» **MATERIAL FOR THE TASK**:

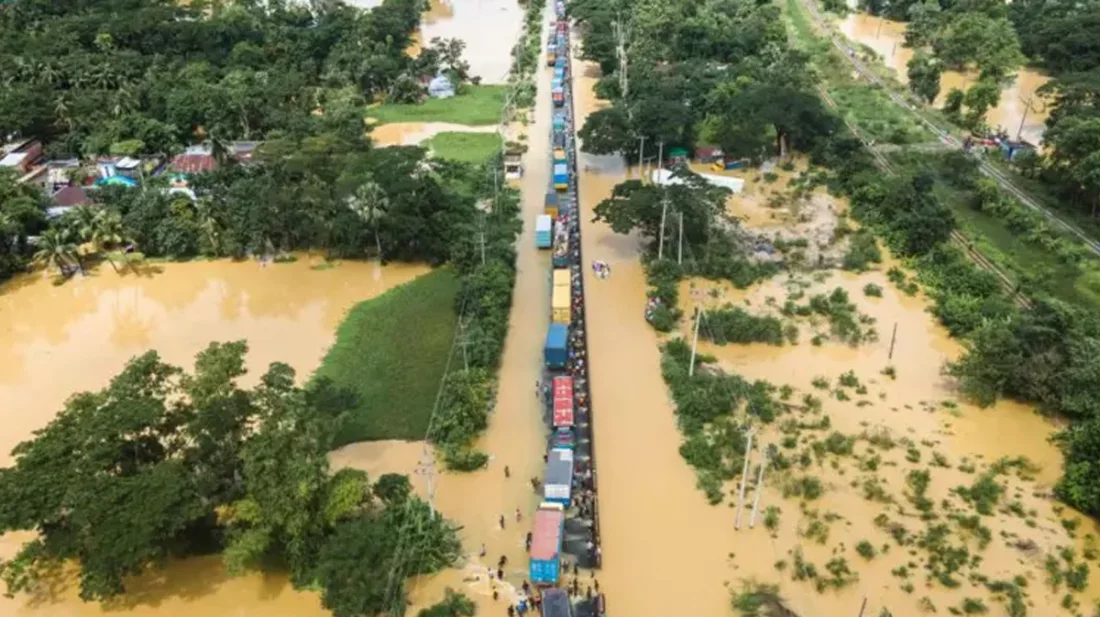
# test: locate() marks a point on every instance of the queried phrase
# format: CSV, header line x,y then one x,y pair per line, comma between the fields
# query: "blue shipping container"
x,y
543,231
556,352
546,543
561,176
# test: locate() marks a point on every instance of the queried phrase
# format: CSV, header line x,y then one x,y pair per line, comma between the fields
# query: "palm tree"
x,y
208,223
107,232
370,202
54,249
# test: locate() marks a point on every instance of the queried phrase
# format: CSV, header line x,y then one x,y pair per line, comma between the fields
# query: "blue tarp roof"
x,y
117,180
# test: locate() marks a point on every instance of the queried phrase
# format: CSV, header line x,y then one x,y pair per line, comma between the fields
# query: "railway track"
x,y
986,168
981,261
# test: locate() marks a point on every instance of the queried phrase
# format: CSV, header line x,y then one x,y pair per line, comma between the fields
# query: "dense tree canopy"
x,y
697,74
87,75
165,463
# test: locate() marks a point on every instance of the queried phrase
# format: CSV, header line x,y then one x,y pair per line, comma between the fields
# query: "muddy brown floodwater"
x,y
57,340
888,40
663,547
668,552
488,28
414,133
516,436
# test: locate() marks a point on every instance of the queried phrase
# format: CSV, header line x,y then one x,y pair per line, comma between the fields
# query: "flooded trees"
x,y
165,463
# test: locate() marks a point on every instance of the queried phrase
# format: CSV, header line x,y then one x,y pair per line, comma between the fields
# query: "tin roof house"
x,y
441,87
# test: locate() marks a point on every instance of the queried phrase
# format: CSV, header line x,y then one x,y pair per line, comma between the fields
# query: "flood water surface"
x,y
488,29
56,340
668,552
1019,101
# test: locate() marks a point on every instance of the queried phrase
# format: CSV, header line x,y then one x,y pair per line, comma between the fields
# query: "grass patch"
x,y
392,351
475,106
465,147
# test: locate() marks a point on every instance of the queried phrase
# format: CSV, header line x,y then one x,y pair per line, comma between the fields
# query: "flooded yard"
x,y
1019,101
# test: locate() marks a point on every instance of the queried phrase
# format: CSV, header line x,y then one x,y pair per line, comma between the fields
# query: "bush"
x,y
862,250
733,324
866,550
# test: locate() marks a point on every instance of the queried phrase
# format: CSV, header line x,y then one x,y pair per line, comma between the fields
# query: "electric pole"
x,y
694,341
745,472
664,200
756,502
680,248
1027,107
427,469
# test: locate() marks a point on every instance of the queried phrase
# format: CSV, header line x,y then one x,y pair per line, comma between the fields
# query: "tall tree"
x,y
924,72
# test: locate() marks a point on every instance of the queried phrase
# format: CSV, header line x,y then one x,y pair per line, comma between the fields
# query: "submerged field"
x,y
475,106
881,483
392,351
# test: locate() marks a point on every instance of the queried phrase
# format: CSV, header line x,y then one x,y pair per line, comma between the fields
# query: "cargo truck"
x,y
562,278
550,205
543,231
560,306
558,485
561,177
556,351
556,603
559,122
548,528
560,255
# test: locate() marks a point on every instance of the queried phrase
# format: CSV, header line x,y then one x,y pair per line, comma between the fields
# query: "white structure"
x,y
666,177
440,87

» **PROBLEM DESCRIPTION**: Each record must be quoted in full and exactly. Do not include the pictures.

» **CORRECT RESULT**:
# test: locate() marks a point on every instance of the queried phrase
# format: CSV, header line x,y then one x,y pair per line, comma between the fields
# query: "blue shipping container"
x,y
543,231
556,352
546,543
561,176
# test: locate() marks a point on every instance of the queried phrase
# format: CSV, header line x,y then one x,y pair per line, comma between the fields
# query: "palm tree"
x,y
208,223
107,232
370,202
54,249
# test: locate() marks a point on every instance of the queried phrase
# format: CSV, header line x,y then one x,y pair per line, comma between the fields
# query: "blue tarp roof"
x,y
117,180
# test: locate() marks a point on every instance of the queried phrase
# format: CSV, header line x,y then one x,y pair per line, comma between the fields
# query: "railway track"
x,y
986,168
981,261
# test: locate() marks a point on every instance of the queried phrase
# format: CSV, header line x,y then one x,y pair per line, comma between the fields
# query: "dense tree canopy"
x,y
697,74
87,75
165,463
# test: locate() marks a point on every instance of the queried phrase
# format: CSV, header line x,y then one x,y pair per line, comma between the fields
# query: "muddy brown floodwater"
x,y
57,340
888,40
663,547
668,552
488,28
414,133
516,436
# test: locate() marks a point on every instance of the queried phrase
# format: CSV, header line x,y then one x,y pair per line, comma between the fields
# query: "flooded trees"
x,y
165,463
# test: locate() marks a point on every instance of the queried phrase
# format: CSV, header line x,y then one x,y pair per line, comma between the fields
# query: "tin roof house"
x,y
441,87
# test: locate() marks a point on every instance of the queried phrase
# format: CSV, header line x,y then one x,y pair per line, comma between the fields
# query: "flood water surface"
x,y
488,29
56,340
668,552
1019,101
# test: locate() marks a point on every instance of the queried phrase
# format: CSV, header line x,y then one x,y pair per line, comma between the fields
# query: "grass patch"
x,y
392,351
475,106
465,147
# test: locate() marks a point on every instance of the queried phrase
# format: CSV, header line x,y then one x,y pair per line, comma between the fields
# query: "flooded yard"
x,y
1019,101
# test: locate() marks a point on every instance of the queried phrase
# format: CSV, header line x,y then one x,y pair per line, comma between the fields
# query: "bush"
x,y
862,250
733,324
866,550
# test: locate() marks a point on every instance of the queried phrase
# format: CSV, header line x,y then one x,y pair per line, comma between the fields
# query: "electric pole"
x,y
694,341
745,472
664,200
756,502
680,248
1027,107
427,469
# test: locate() marks a point on every instance of the queried phrase
# format: CSV, header line x,y then one x,y pair per line, comma between the fields
# query: "tall tree"
x,y
924,72
# test: locate() marks a point on every instance of the queried phrase
# format: CSV, header line x,y then one x,y pair per line, comma between the fields
# query: "submerged field"
x,y
475,106
881,483
392,351
# test: locate() marks a point on every instance of the queried phrase
# format: CSV, header line x,y then one x,y pair per line, comma between the fields
# query: "cargo truck"
x,y
562,278
550,205
543,231
560,306
558,485
561,177
556,351
556,603
559,122
548,528
560,255
# test: locate() marks a point on every instance of the queried phrase
# format: CSV, header line x,y then one x,y pair per line, comma between the fields
# query: "white structure"
x,y
666,177
440,87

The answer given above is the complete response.